What is needed: Update the material from the line containing "provide the segmentation of rock" through the line containing "[[[365,9],[378,8],[392,4],[391,0],[359,0],[359,2]]]" by changing "rock surface" to "stone surface". Return only those lines, with everything else left as it is.

Lines of data:
━━━━━━━━

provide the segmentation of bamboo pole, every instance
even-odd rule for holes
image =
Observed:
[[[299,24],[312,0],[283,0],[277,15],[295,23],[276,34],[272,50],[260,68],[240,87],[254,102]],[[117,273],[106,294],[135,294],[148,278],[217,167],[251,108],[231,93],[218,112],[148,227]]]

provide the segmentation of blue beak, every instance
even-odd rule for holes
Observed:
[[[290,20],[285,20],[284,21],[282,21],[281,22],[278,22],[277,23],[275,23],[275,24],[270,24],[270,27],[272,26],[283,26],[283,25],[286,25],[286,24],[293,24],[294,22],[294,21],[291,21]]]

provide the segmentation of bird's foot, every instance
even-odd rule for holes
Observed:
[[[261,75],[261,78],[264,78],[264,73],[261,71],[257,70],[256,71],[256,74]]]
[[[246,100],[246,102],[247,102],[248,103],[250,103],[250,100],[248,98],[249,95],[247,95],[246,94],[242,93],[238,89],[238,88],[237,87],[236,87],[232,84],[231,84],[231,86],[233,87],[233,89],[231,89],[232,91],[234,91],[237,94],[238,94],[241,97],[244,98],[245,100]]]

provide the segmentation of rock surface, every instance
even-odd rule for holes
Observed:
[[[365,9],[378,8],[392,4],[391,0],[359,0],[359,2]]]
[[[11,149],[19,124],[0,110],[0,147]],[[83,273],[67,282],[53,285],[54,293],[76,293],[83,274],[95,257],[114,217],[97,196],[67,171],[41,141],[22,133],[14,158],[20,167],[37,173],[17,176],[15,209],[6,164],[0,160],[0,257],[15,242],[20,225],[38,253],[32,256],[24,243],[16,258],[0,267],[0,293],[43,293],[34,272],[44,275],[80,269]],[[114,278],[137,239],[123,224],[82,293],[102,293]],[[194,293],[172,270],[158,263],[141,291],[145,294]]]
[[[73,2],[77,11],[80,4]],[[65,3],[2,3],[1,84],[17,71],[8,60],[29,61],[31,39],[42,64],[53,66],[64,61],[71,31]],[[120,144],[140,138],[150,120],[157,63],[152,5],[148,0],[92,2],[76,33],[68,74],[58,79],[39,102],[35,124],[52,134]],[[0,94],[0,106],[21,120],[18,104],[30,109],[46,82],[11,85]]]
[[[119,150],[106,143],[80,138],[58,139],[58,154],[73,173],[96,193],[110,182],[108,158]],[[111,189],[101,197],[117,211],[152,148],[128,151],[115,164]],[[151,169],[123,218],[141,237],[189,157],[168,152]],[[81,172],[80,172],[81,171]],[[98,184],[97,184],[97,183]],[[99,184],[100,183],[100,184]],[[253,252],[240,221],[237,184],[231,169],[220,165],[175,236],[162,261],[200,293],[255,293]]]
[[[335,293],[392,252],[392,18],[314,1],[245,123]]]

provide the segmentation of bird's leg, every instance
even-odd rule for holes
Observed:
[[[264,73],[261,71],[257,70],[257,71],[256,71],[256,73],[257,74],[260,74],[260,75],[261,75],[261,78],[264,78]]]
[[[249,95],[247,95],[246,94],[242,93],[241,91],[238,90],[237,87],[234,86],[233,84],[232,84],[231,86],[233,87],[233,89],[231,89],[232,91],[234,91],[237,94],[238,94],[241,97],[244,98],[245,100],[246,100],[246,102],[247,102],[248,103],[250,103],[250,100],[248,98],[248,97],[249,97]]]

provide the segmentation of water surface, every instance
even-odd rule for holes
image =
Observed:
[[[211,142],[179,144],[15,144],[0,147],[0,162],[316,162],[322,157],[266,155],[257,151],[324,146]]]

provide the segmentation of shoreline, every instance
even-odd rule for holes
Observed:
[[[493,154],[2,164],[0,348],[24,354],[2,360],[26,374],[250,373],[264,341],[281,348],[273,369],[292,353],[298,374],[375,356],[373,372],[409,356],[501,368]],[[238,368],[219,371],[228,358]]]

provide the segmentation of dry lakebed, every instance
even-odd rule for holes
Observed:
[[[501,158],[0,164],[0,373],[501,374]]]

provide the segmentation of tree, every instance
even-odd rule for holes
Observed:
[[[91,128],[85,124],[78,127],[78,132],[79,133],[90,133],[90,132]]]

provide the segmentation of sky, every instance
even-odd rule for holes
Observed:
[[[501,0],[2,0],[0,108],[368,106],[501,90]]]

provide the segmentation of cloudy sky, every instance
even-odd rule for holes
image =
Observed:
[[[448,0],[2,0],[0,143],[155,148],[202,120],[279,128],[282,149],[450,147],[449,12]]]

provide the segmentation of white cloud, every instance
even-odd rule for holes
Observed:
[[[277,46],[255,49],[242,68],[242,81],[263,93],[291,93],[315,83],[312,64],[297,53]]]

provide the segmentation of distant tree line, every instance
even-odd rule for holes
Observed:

━━━━━━━━

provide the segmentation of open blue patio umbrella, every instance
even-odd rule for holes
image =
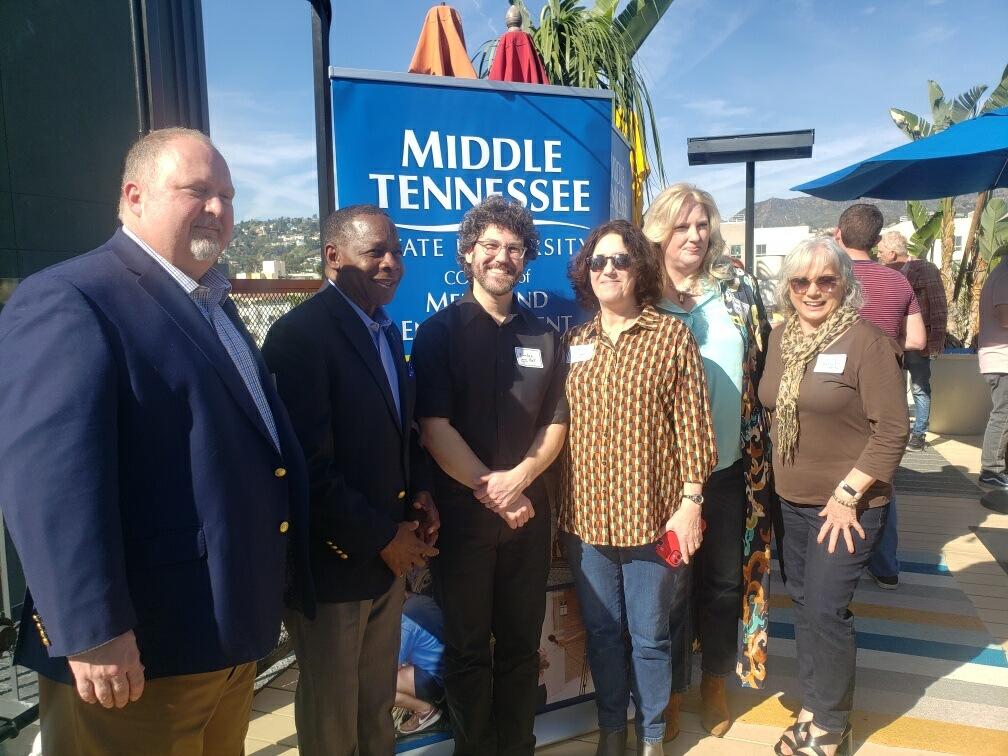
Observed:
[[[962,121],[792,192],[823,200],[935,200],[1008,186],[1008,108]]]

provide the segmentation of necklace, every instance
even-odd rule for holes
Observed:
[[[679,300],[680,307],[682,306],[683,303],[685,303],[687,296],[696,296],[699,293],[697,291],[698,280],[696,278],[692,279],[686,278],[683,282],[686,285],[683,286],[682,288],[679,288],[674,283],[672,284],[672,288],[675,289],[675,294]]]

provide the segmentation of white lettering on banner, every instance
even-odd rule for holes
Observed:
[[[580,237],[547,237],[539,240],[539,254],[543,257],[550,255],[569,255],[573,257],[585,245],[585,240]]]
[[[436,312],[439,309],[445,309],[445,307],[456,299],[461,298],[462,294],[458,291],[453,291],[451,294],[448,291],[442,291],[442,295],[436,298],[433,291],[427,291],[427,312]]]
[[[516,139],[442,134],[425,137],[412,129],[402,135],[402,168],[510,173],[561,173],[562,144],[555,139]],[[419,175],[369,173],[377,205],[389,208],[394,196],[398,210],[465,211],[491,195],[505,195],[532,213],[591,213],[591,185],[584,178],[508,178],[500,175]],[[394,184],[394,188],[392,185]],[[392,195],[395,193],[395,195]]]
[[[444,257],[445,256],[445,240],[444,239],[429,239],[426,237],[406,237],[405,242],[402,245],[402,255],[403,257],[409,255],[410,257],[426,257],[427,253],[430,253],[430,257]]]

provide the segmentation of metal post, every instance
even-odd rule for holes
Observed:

━━━━━━━━

Response:
provide the segmentation of stone surface, every instance
even-odd rule for holes
Observed:
[[[365,9],[378,8],[392,4],[391,0],[359,0],[359,2]]]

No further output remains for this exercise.